● THE TASK
Please rescale the stretch of records from the line containing "[mark] region of cabinet door" through the end of the records, restating those lines with their requests included. Multiply every polygon coordinate by 2.55 and round each result to a whole number, rounding halves up.

──────── RECORDED DATA ────────

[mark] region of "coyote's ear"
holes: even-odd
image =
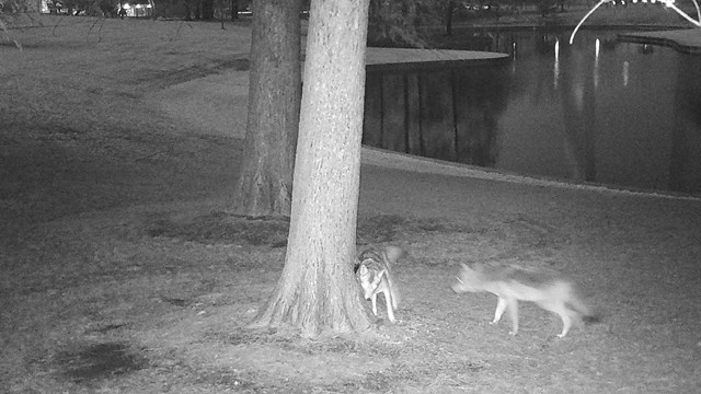
[[[387,246],[384,248],[384,256],[391,263],[397,263],[397,260],[404,255],[404,250],[399,246]]]

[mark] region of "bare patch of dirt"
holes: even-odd
[[[242,131],[182,121],[149,89],[196,86],[250,27],[88,20],[0,47],[0,392],[701,391],[698,201],[366,164],[358,244],[407,252],[399,323],[380,302],[354,336],[246,328],[288,223],[223,213]],[[602,322],[558,339],[560,320],[522,303],[509,336],[494,296],[449,288],[482,260],[567,274]]]

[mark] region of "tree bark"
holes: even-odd
[[[253,326],[370,326],[353,273],[369,0],[313,0],[285,268]]]
[[[301,96],[300,0],[254,0],[245,159],[237,213],[289,216]]]

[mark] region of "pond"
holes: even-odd
[[[364,143],[525,175],[701,195],[701,56],[621,32],[463,34],[475,67],[368,68]]]

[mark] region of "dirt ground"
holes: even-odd
[[[43,23],[0,45],[0,392],[701,392],[701,201],[376,150],[358,243],[407,252],[399,322],[246,329],[286,239],[225,213],[249,26]],[[556,316],[521,304],[509,336],[487,324],[494,296],[449,289],[483,260],[565,273],[602,322],[558,339]]]

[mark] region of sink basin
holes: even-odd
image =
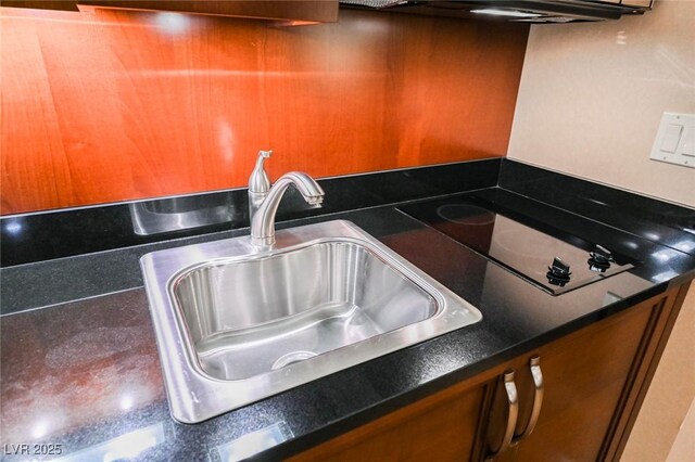
[[[480,312],[349,221],[154,252],[141,265],[172,414],[195,423]]]

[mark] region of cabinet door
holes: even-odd
[[[634,371],[645,359],[666,300],[647,300],[540,349],[543,407],[534,432],[513,448],[515,460],[603,458],[612,422],[626,412]],[[529,389],[526,384],[519,387]],[[523,420],[529,400],[520,401],[520,408],[527,407],[519,412]]]
[[[462,384],[394,411],[292,461],[466,461],[472,458],[485,393]]]

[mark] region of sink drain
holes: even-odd
[[[293,362],[304,361],[305,359],[309,359],[309,358],[313,358],[315,356],[318,356],[318,354],[316,354],[314,351],[292,351],[292,352],[288,352],[287,355],[282,355],[281,357],[279,357],[273,363],[273,367],[270,369],[273,369],[275,371],[276,369],[285,368],[286,365],[291,364]]]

────────

● SOLUTION BELOW
[mark] region of cabinet door
holes: even-odd
[[[1617,946],[1645,915],[1698,765],[1650,765],[1377,890],[1385,1038],[1362,1102],[1308,1142],[1313,1173],[1538,1168],[1561,1076],[1596,1051]],[[1349,992],[1341,979],[1323,987]],[[1334,1071],[1349,1020],[1326,1023],[1326,1040],[1344,1038],[1323,1051]]]
[[[1178,979],[1005,1048],[745,1176],[1188,1176],[1204,1168],[1237,1002]]]

[mark] region of sink drain
holes: even-odd
[[[747,923],[775,921],[778,915],[788,915],[788,913],[798,913],[803,908],[811,908],[811,903],[806,903],[801,895],[745,895],[745,898],[734,898],[732,905],[719,905],[717,910],[711,910],[696,926],[696,936],[689,941],[696,941],[701,946],[704,941],[727,938],[729,931],[742,928]]]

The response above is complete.